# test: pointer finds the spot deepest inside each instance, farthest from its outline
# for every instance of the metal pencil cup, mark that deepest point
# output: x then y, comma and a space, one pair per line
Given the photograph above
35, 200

──────

• _ASSIGNMENT_
The lines from the one holding "# for every" to the end of the entries are to be repeated exactly, with both ends included and nothing else.

• _TASK RESPONSE_
# for every instance of the metal pencil cup, mark that deepest point
# output: x then y, comma and a space, one pair per line
Given the photograph above
35, 200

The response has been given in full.